### Extrait à lire
Festival Ecrans Noirs du cinéma d'Afrique francophone (FENCAF, Yaoundé, Cameroun), 2005. Bulletin n°1.

Voilà une toute autre démarche que Keïta ou Sia, des grands films en 35. Ouaga Saga est un produit délibérément populaire, fête foraine, on a envie de dire "la vie est belle" en sortant ! D'où vient cette volonté ?

Pour dire la vérité, elle ne vient pas de moi, elle vient du scénario, qui est un très bon scénario de ce point de vue-là. Ce sont les auteurs qui ont voulu faire cet hommage à Ouaga et à la jeunesse du Burkina. Tout est parti de là.

Ce n'est pas toi qui amènes le scénario au départ ?

Non. Moi je ne peux pas faire un scénario avec un happy end. Ça c'est clair ! Il a été écrit par deux Français qui ont vécu au Burkina, et qui ont vraiment aimé le Burkina et qui ont voulu rendre hommage à Ouaga et à la jeunesse, à travers cet optimisme. Ce qu'ils voulaient, c'était surtout quelque chose de positif. Et moi j'ai eu la charge de faire sortir ça du scénario et pour moi ça a été un exercice assez compliqué. Tu connais le cinéma africain : la tendance est plutôt au grave qu'au rigolo. Donc pour moi c'était un pari de faire sortir l'atmosphère de ce scénario, d'autant plus qu'en réalité il n'y a pas d'histoire. C'est un film d'atmosphère, un film positif pour donner un peu d'oxygène.

Il y a un côté chronique très fort.

### Matériel fourni
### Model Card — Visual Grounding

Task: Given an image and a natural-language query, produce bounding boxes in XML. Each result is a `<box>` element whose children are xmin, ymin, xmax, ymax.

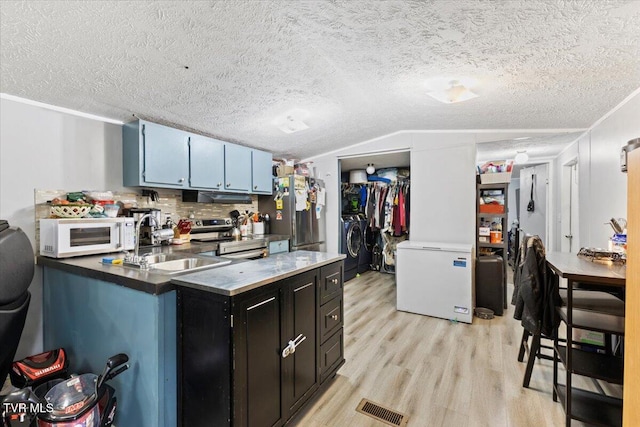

### Consignes à suivre
- a) Pourriez-vous reproduire à l'identique le passage de l'extrait sur Ouaga Saga qui commence à « Festival Ecrans Noirs » et se termine à « parti de là. » ?
- b) Les affirmations suivantes concordent-elles avec l'extrait sur Ouaga Saga ? (i) Le scénario a été écrit par deux Français qui ont vécu au Burkina. (ii) La personne interrogée affirme que la volonté de faire un film populaire vient d'elle. (iii) Selon la personne interrogée, le cinéma africain tend plutôt vers le rigolo. Pour chacune, répondez par oui ou non en citant à l'identique les mots décisifs.

### Réponses par tâche
- a)
Festival Ecrans Noirs du cinéma d'Afrique francophone (FENCAF, Yaoundé, Cameroun), 2005. Bulletin n°1.

Voilà une toute autre démarche que Keïta ou Sia, des grands films en 35. Ouaga Saga est un produit délibérément populaire, fête foraine, on a envie de dire "la vie est belle" en sortant ! D'où vient cette volonté ?

Pour dire la vérité, elle ne vient pas de moi, elle vient du scénario, qui est un très bon scénario de ce point de vue-là. Ce sont les auteurs qui ont voulu faire cet hommage à Ouaga et à la jeunesse du Burkina. Tout est parti de là.

- b)
(i) Oui : « Il a été écrit par deux Français qui ont vécu au Burkina ».
(ii) Non : « elle ne vient pas de moi, elle vient du scénario ».
(iii) Non : « la tendance est plutôt au grave qu'au rigolo ».